- WRITTEN PROBLEM: Reproduce the part of the summer hunger article between "Summertime's no picnic" and "be cut off.", inclusive.

- SUPPLIED TEXT:
Monday, June 16, 2008

Summertime's no picnic for hunger-relief groups

from the Philadelphia Inquirer

Donors save largesse for colder months, holidays.

By Alfred Lubrano

Summer is the hungriest time in the Philadelphia area. And this season might be among the worst.

Most schools in the region, including Philadelphia's, are closing this week, and tens of thousands of poor and working-poor children accustomed to free or reduced-price breakfasts and lunches will be cut off.

Meanwhile, the brutal, hard-time economy could make parents' ability to feed those kids themselves tougher than ever.

"We're going to go hungry this summer in a way we've never seen before," said Steveanna Wynn, executive director of the SHARE (Self-Help and Resource Exchange) Food Program, a nonprofit organization working to alleviate hunger in the city. "The issue of food for people in crisis has reached the perfect storm."

Stressing his concern, Bill Clark, executive director of Philabundance, the region's largest hunger-relief organization, said: "We're all scared to death. And we don't see an end to this."

To compensate for the free-lunch gap, parents typically crowd into food pantries every summer, but pantries have lower supplies because donors believe family food emergencies come dressed in winter boots, not summer sandals. They save their largesse for the holidays and colder months.

As a result, good weather masks bad times.

What exacerbates the problem this season is the still-floundering economy.

- SUPPLIED INFORMATION:
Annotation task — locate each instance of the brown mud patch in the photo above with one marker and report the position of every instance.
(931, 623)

- TASK RESULT:
Summertime's no picnic for hunger-relief groups

from the Philadelphia Inquirer

Donors save largesse for colder months, holidays.

By Alfred Lubrano

Summer is the hungriest time in the Philadelphia area. And this season might be among the worst.

Most schools in the region, including Philadelphia's, are closing this week, and tens of thousands of poor and working-poor children accustomed to free or reduced-price breakfasts and lunches will be cut off.